==== EXCERPTED DATA

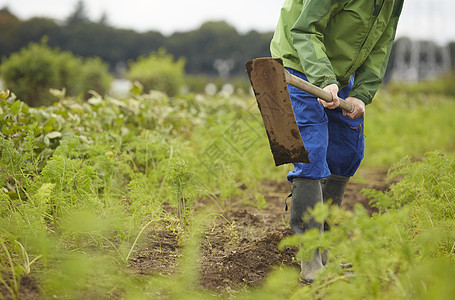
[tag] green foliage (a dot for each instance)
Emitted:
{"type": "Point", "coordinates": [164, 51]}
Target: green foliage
{"type": "Point", "coordinates": [399, 253]}
{"type": "Point", "coordinates": [33, 71]}
{"type": "Point", "coordinates": [398, 125]}
{"type": "Point", "coordinates": [442, 85]}
{"type": "Point", "coordinates": [158, 71]}
{"type": "Point", "coordinates": [83, 182]}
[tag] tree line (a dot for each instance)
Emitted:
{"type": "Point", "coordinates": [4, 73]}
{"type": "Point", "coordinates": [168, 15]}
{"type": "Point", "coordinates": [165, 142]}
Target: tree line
{"type": "Point", "coordinates": [216, 48]}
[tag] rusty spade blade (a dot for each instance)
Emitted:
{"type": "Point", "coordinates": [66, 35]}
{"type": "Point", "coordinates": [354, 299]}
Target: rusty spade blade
{"type": "Point", "coordinates": [268, 80]}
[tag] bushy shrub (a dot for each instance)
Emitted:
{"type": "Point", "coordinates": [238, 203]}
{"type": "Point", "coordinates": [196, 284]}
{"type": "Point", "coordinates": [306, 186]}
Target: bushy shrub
{"type": "Point", "coordinates": [36, 69]}
{"type": "Point", "coordinates": [158, 71]}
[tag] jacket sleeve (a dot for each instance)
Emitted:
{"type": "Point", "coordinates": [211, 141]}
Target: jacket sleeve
{"type": "Point", "coordinates": [368, 77]}
{"type": "Point", "coordinates": [308, 40]}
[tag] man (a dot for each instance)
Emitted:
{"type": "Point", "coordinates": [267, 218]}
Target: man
{"type": "Point", "coordinates": [342, 46]}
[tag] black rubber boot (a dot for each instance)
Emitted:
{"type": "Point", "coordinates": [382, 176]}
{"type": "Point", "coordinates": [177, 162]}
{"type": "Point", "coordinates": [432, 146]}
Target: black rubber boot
{"type": "Point", "coordinates": [306, 193]}
{"type": "Point", "coordinates": [333, 189]}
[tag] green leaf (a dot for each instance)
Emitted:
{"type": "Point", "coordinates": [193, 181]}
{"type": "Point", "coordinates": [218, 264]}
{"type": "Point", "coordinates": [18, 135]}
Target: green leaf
{"type": "Point", "coordinates": [53, 135]}
{"type": "Point", "coordinates": [16, 107]}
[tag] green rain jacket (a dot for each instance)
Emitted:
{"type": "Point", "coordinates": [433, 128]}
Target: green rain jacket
{"type": "Point", "coordinates": [330, 40]}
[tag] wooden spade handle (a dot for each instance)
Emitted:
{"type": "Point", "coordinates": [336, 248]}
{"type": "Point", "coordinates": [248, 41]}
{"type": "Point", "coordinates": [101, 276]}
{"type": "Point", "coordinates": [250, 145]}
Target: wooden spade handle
{"type": "Point", "coordinates": [315, 91]}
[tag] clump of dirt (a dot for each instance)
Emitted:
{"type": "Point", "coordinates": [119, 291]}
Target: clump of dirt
{"type": "Point", "coordinates": [240, 248]}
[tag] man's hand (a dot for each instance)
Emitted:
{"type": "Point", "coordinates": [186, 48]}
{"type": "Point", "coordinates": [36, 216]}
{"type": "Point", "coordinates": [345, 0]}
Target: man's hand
{"type": "Point", "coordinates": [357, 104]}
{"type": "Point", "coordinates": [358, 108]}
{"type": "Point", "coordinates": [332, 89]}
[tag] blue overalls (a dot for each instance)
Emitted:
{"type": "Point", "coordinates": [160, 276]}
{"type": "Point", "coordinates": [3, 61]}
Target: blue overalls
{"type": "Point", "coordinates": [335, 142]}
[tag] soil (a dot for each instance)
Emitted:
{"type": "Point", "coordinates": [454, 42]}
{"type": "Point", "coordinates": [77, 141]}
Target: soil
{"type": "Point", "coordinates": [239, 249]}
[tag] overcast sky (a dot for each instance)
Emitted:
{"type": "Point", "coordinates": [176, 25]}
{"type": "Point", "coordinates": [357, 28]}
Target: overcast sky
{"type": "Point", "coordinates": [421, 19]}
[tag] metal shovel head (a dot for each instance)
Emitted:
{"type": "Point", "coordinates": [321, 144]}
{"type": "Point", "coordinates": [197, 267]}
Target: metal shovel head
{"type": "Point", "coordinates": [269, 85]}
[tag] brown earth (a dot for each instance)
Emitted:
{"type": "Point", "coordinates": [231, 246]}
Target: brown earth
{"type": "Point", "coordinates": [239, 248]}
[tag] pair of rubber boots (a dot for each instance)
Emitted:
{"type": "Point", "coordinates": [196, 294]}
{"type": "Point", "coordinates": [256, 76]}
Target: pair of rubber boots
{"type": "Point", "coordinates": [306, 193]}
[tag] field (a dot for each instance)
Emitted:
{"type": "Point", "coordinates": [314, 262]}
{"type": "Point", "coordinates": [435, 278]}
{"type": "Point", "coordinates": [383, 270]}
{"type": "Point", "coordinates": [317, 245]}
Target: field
{"type": "Point", "coordinates": [152, 197]}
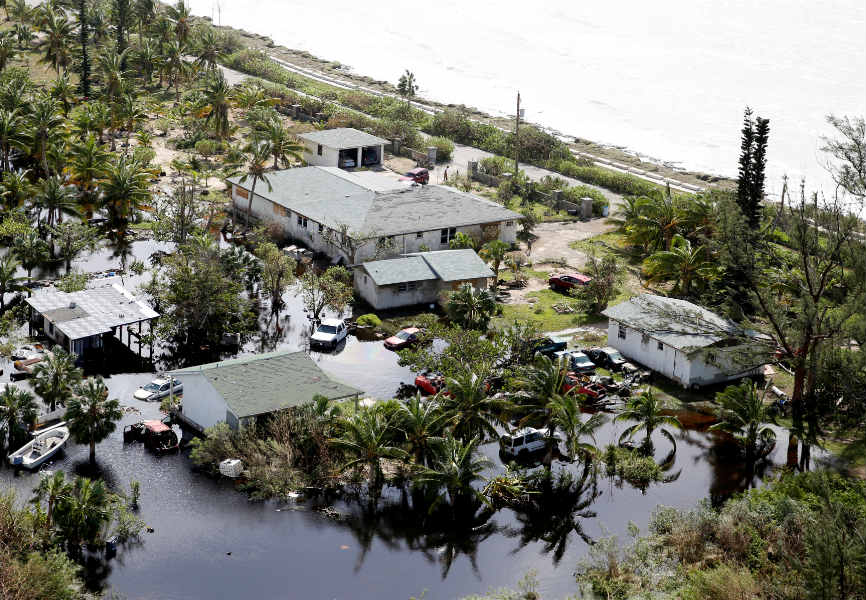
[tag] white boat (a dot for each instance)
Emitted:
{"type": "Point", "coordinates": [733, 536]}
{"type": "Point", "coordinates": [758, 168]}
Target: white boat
{"type": "Point", "coordinates": [42, 447]}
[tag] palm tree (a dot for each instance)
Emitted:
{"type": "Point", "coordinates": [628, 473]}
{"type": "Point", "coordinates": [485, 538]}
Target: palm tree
{"type": "Point", "coordinates": [282, 143]}
{"type": "Point", "coordinates": [32, 251]}
{"type": "Point", "coordinates": [681, 263]}
{"type": "Point", "coordinates": [216, 111]}
{"type": "Point", "coordinates": [91, 416]}
{"type": "Point", "coordinates": [13, 136]}
{"type": "Point", "coordinates": [55, 378]}
{"type": "Point", "coordinates": [57, 199]}
{"type": "Point", "coordinates": [88, 163]}
{"type": "Point", "coordinates": [124, 191]}
{"type": "Point", "coordinates": [743, 414]}
{"type": "Point", "coordinates": [7, 51]}
{"type": "Point", "coordinates": [494, 252]}
{"type": "Point", "coordinates": [58, 32]}
{"type": "Point", "coordinates": [82, 512]}
{"type": "Point", "coordinates": [9, 280]}
{"type": "Point", "coordinates": [45, 125]}
{"type": "Point", "coordinates": [367, 439]}
{"type": "Point", "coordinates": [456, 466]}
{"type": "Point", "coordinates": [17, 407]}
{"type": "Point", "coordinates": [471, 308]}
{"type": "Point", "coordinates": [471, 411]}
{"type": "Point", "coordinates": [181, 17]}
{"type": "Point", "coordinates": [647, 411]}
{"type": "Point", "coordinates": [565, 414]}
{"type": "Point", "coordinates": [422, 424]}
{"type": "Point", "coordinates": [209, 50]}
{"type": "Point", "coordinates": [52, 490]}
{"type": "Point", "coordinates": [257, 158]}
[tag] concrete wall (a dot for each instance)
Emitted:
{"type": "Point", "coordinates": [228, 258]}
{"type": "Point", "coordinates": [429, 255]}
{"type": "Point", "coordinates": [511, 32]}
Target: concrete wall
{"type": "Point", "coordinates": [268, 212]}
{"type": "Point", "coordinates": [201, 402]}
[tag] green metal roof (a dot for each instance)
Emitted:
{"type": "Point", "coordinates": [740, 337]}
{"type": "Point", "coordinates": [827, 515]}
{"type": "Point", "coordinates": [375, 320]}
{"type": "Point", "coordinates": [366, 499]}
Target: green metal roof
{"type": "Point", "coordinates": [456, 265]}
{"type": "Point", "coordinates": [677, 323]}
{"type": "Point", "coordinates": [263, 383]}
{"type": "Point", "coordinates": [399, 270]}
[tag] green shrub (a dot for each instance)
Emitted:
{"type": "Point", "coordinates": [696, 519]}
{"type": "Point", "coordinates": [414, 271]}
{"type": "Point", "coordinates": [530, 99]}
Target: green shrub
{"type": "Point", "coordinates": [444, 148]}
{"type": "Point", "coordinates": [369, 320]}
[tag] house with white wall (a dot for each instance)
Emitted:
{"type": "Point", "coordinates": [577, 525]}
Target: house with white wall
{"type": "Point", "coordinates": [357, 216]}
{"type": "Point", "coordinates": [419, 278]}
{"type": "Point", "coordinates": [681, 340]}
{"type": "Point", "coordinates": [241, 390]}
{"type": "Point", "coordinates": [343, 147]}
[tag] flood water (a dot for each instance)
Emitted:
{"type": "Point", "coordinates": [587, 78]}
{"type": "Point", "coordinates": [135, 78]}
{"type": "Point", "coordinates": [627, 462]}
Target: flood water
{"type": "Point", "coordinates": [210, 541]}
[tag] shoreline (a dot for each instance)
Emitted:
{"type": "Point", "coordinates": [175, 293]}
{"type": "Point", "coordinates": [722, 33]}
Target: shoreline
{"type": "Point", "coordinates": [612, 157]}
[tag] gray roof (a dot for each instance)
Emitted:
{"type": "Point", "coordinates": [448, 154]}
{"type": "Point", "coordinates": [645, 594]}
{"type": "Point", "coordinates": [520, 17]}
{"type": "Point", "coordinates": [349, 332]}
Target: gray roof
{"type": "Point", "coordinates": [677, 323]}
{"type": "Point", "coordinates": [399, 270]}
{"type": "Point", "coordinates": [374, 205]}
{"type": "Point", "coordinates": [342, 137]}
{"type": "Point", "coordinates": [90, 312]}
{"type": "Point", "coordinates": [263, 383]}
{"type": "Point", "coordinates": [456, 265]}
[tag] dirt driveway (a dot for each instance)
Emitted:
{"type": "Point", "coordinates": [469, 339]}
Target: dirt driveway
{"type": "Point", "coordinates": [554, 239]}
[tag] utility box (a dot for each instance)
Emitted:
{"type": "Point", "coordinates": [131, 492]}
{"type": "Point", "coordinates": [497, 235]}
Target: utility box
{"type": "Point", "coordinates": [231, 467]}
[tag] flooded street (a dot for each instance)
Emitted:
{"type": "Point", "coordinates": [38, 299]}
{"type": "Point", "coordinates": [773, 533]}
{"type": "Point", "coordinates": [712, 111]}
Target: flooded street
{"type": "Point", "coordinates": [210, 541]}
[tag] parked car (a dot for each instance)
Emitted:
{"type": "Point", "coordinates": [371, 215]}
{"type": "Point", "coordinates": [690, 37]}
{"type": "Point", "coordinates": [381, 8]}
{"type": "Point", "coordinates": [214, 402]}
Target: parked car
{"type": "Point", "coordinates": [607, 357]}
{"type": "Point", "coordinates": [522, 442]}
{"type": "Point", "coordinates": [329, 333]}
{"type": "Point", "coordinates": [577, 361]}
{"type": "Point", "coordinates": [548, 346]}
{"type": "Point", "coordinates": [158, 389]}
{"type": "Point", "coordinates": [562, 282]}
{"type": "Point", "coordinates": [418, 175]}
{"type": "Point", "coordinates": [403, 338]}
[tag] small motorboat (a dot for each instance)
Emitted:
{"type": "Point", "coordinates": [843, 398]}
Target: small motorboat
{"type": "Point", "coordinates": [44, 445]}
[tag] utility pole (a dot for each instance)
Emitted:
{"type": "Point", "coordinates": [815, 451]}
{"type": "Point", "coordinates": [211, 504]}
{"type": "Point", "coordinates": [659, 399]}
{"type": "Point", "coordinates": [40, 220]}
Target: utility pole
{"type": "Point", "coordinates": [516, 139]}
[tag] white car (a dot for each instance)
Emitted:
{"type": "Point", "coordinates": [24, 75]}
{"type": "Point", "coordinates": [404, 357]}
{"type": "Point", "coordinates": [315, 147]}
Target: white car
{"type": "Point", "coordinates": [523, 442]}
{"type": "Point", "coordinates": [158, 389]}
{"type": "Point", "coordinates": [329, 333]}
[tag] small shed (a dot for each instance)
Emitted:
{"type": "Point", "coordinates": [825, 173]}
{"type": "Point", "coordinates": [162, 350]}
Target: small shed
{"type": "Point", "coordinates": [419, 278]}
{"type": "Point", "coordinates": [79, 321]}
{"type": "Point", "coordinates": [343, 147]}
{"type": "Point", "coordinates": [241, 390]}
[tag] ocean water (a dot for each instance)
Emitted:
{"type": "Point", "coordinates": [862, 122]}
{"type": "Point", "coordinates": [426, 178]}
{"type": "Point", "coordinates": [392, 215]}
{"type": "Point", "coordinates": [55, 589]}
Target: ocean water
{"type": "Point", "coordinates": [667, 80]}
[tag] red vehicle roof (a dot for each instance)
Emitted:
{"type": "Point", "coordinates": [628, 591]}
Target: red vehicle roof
{"type": "Point", "coordinates": [156, 426]}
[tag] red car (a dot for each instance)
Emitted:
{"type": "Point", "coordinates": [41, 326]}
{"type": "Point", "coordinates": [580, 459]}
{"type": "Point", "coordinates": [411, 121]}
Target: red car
{"type": "Point", "coordinates": [418, 175]}
{"type": "Point", "coordinates": [565, 281]}
{"type": "Point", "coordinates": [403, 338]}
{"type": "Point", "coordinates": [593, 391]}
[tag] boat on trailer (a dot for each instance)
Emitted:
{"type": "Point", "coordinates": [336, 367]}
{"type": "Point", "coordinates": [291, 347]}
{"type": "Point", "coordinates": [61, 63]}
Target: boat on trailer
{"type": "Point", "coordinates": [44, 445]}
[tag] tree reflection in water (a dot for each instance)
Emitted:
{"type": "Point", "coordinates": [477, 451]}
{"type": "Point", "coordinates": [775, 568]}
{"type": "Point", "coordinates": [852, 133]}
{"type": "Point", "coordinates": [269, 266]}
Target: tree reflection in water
{"type": "Point", "coordinates": [441, 534]}
{"type": "Point", "coordinates": [555, 509]}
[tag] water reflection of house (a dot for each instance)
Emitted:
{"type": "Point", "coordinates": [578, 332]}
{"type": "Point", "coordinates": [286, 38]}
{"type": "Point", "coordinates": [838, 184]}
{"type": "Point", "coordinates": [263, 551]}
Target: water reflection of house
{"type": "Point", "coordinates": [81, 322]}
{"type": "Point", "coordinates": [683, 341]}
{"type": "Point", "coordinates": [419, 278]}
{"type": "Point", "coordinates": [343, 147]}
{"type": "Point", "coordinates": [356, 216]}
{"type": "Point", "coordinates": [241, 390]}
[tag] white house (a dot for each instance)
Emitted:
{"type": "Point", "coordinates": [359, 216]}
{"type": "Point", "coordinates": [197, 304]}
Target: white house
{"type": "Point", "coordinates": [240, 390]}
{"type": "Point", "coordinates": [683, 341]}
{"type": "Point", "coordinates": [419, 278]}
{"type": "Point", "coordinates": [343, 147]}
{"type": "Point", "coordinates": [380, 215]}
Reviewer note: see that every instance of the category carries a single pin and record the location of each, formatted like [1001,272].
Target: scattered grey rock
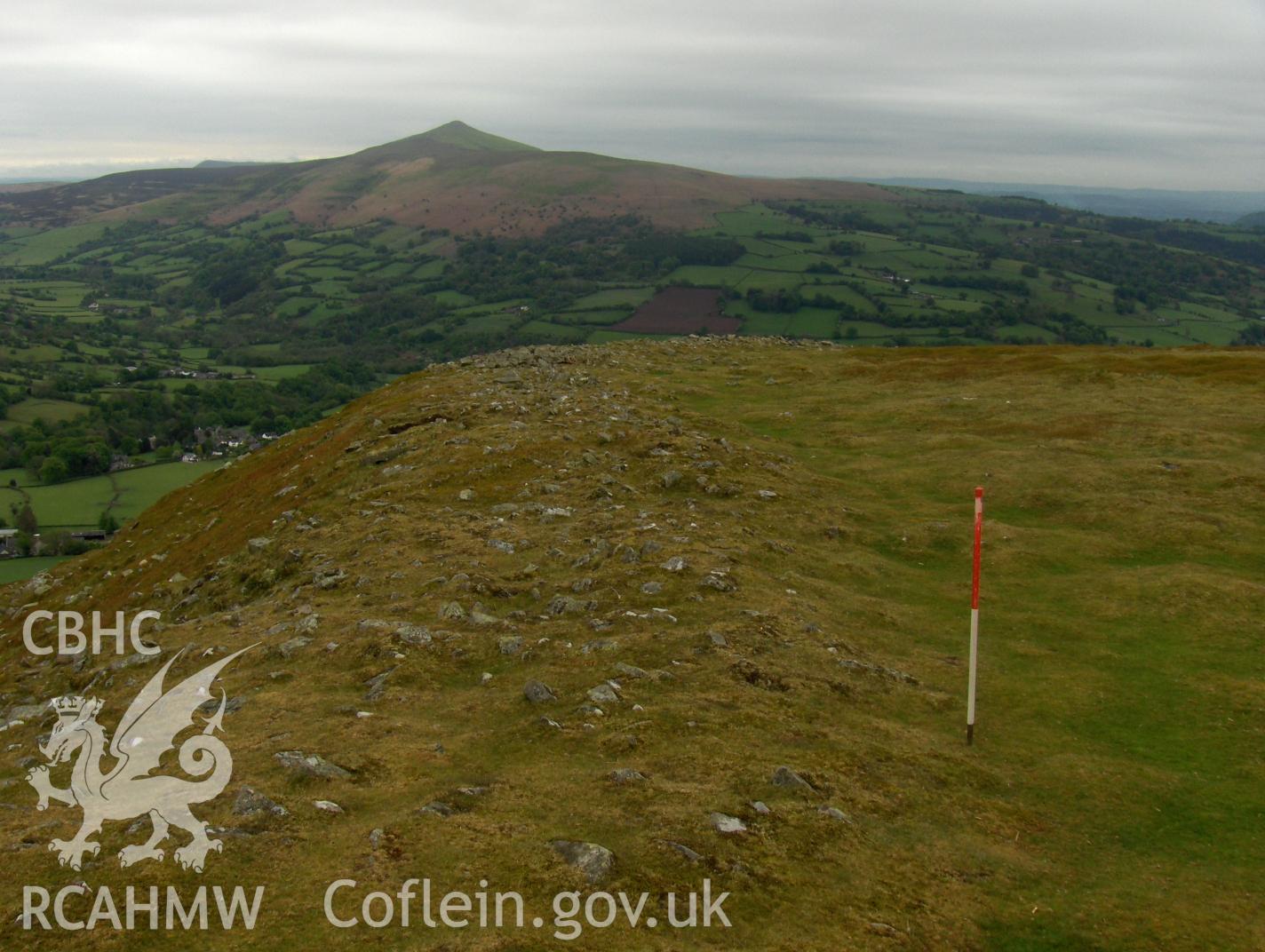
[625,775]
[312,766]
[289,649]
[452,612]
[787,778]
[853,664]
[566,605]
[252,803]
[720,581]
[724,823]
[482,618]
[537,692]
[593,860]
[378,684]
[603,693]
[412,635]
[685,851]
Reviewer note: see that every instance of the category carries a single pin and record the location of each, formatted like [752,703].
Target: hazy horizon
[1134,95]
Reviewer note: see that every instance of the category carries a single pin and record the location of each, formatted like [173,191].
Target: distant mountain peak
[467,137]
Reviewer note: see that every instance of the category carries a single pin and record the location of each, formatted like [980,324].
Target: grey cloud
[1134,92]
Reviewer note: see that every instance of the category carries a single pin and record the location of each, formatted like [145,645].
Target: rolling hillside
[453,178]
[700,607]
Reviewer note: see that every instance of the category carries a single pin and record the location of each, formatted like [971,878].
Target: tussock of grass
[1112,799]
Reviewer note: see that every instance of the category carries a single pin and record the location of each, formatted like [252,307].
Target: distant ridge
[227,163]
[453,178]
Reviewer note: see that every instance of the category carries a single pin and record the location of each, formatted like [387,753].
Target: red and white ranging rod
[975,616]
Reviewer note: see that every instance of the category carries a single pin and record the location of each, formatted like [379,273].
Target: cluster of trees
[151,418]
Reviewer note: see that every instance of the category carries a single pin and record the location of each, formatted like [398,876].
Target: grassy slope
[1112,800]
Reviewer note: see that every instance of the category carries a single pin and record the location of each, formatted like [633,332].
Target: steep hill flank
[453,176]
[722,558]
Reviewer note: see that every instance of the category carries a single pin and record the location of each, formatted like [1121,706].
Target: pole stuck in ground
[975,616]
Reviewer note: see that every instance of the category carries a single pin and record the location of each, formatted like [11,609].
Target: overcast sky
[1118,92]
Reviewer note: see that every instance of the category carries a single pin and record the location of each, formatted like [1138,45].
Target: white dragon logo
[146,732]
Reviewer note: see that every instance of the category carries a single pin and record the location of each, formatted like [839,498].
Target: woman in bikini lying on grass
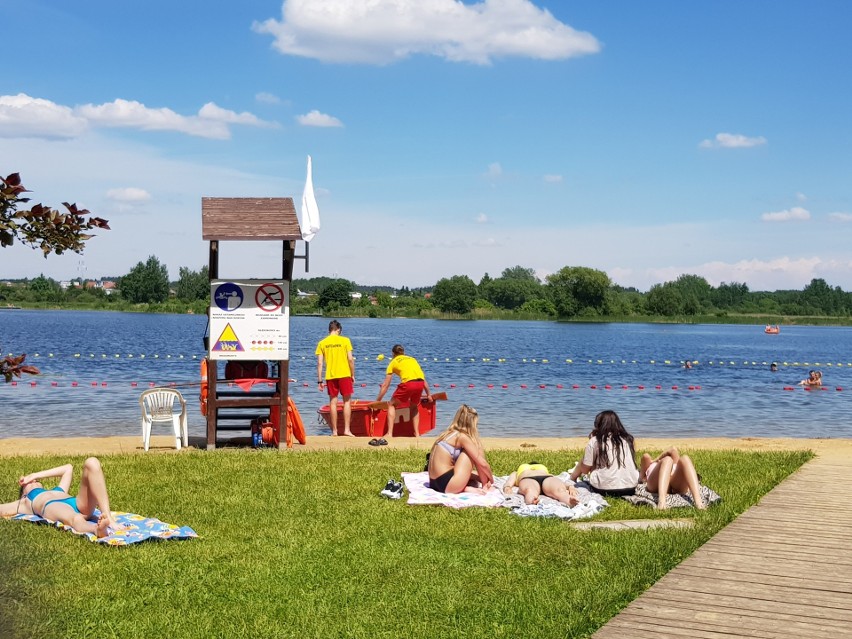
[57,505]
[534,480]
[457,462]
[671,472]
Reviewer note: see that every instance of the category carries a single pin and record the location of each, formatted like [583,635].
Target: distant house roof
[244,218]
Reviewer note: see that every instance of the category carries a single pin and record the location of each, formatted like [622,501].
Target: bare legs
[347,416]
[93,493]
[391,419]
[665,478]
[332,414]
[415,417]
[414,412]
[530,490]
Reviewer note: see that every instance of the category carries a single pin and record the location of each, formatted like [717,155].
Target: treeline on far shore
[574,293]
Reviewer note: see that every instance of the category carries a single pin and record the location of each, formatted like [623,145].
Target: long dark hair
[609,431]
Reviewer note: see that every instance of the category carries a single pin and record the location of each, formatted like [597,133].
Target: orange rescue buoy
[202,397]
[294,424]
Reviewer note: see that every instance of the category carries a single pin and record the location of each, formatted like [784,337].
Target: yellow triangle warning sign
[228,341]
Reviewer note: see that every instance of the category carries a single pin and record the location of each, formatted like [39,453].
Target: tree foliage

========

> _WORK TO COMPLETE_
Copy exactly the lines running from the beginning of the listing through the line that has "[tag] tree line (a dot for each instance)". Drop the pictures.

> _TASK ANSWER_
[tag] green foliage (a dot for each instance)
Emitted:
{"type": "Point", "coordinates": [164, 51]}
Target: green foliage
{"type": "Point", "coordinates": [399, 253]}
{"type": "Point", "coordinates": [33, 71]}
{"type": "Point", "coordinates": [398, 125]}
{"type": "Point", "coordinates": [442, 85]}
{"type": "Point", "coordinates": [158, 71]}
{"type": "Point", "coordinates": [83, 182]}
[tag] tree line (a dot for each instance)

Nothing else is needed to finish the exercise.